Commonwealth Court of Pennsylvania

April 25, 2017

School District of Philadelphia
v.
Commonwealth Association of School Administrators, Teamsters Local 502, Appellant

          Argued: February 7, 2017

          BEFORE: HONORABLE P. KEVIN BROBSON, Judge, PATRICIA A. McCULLOUGH, DAN PELLEGRINI, Senior Judge

          OPINION

          P. KEVIN BROBSON, JUDGE.

         The Commonwealth Association of School Administrators, Teamsters Local 502 (Association), appeals from an order of the Court of Common Pleas of Philadelphia County (trial court), granting School District of Philadelphia's (District) petition to vacate an arbitration award. For the reasons that follow, we reverse.

         The facts underlying this matter are not in dispute. The Association is a labor union that represents school principals and other administrators. The Association brings the instant appeal on behalf of Marla Travis-Curtis (Travis-Curtis), a former principal of multiple schools located in the District.

- Given information
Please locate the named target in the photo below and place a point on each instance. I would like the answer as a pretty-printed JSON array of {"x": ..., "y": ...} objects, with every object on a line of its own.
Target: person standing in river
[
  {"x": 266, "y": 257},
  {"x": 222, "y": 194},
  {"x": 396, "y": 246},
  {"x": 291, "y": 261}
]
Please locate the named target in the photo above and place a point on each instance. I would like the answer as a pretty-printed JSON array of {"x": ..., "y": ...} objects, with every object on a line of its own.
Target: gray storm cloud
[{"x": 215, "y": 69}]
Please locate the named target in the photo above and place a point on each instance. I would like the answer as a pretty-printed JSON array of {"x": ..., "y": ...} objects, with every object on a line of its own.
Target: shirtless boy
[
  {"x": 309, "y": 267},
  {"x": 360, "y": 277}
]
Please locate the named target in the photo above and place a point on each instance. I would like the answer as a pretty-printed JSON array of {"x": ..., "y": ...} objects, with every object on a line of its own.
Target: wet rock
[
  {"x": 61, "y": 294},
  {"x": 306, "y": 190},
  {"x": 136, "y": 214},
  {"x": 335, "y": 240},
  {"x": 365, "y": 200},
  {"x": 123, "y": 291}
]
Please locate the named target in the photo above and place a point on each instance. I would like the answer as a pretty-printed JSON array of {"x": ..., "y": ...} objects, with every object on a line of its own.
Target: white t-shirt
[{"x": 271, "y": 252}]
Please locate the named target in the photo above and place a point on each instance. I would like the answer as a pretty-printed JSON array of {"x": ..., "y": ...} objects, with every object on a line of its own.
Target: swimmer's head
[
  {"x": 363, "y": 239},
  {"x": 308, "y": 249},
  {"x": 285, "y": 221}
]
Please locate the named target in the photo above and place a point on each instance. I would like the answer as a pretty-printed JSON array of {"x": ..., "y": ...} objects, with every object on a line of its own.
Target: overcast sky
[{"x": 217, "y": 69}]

- Exercise set
A: In the court opinion, whom does the Association represent?
B: Pick up the court opinion after its final sentence and extend it.

- Results of the tasks
A: School principals and other administrators.

B:
         Travis-Curtis was first hired by the District as a substitute teacher in 1985. She was hired as a special education teacher at Bok High School in 1991. She held several other positions within the District, including a counselor at Overbrook High School, an assistant principal at Finletter Elementary School, an assistant principal at Woodrow Wilson Middle School from 2002 to 2003, and a principal at Lamberton Elementary in 2003. The District appointed her as principal of Lamberton High School in 2011, where she served until 2013 when Lamberton High School closed permanently. From 2003 until 2013, she served as principal for both Lamberton High and Elementary Schools, and she continued as principal of Lamberton Elementary School[1] until her employment was terminated in 2015.

         Pennsylvania requires every school district to administer to its students a standardized examination called the Pennsylvania System School Assessment (PSSA). The PSSA measures students' competency in various academic subjects and is also used to rate faculties, administrators, schools, and districts based on the student bodies' performance. While principal at Lamberton, Travis-Curtis implemented stringent test security policies. Specially trained test coordinators deposited blank tests into a locked room, delivered the tests to classrooms immediately prior to testing, then retrieved the tests, sealed them, and returned them to the locked room until they could be sent out to be graded.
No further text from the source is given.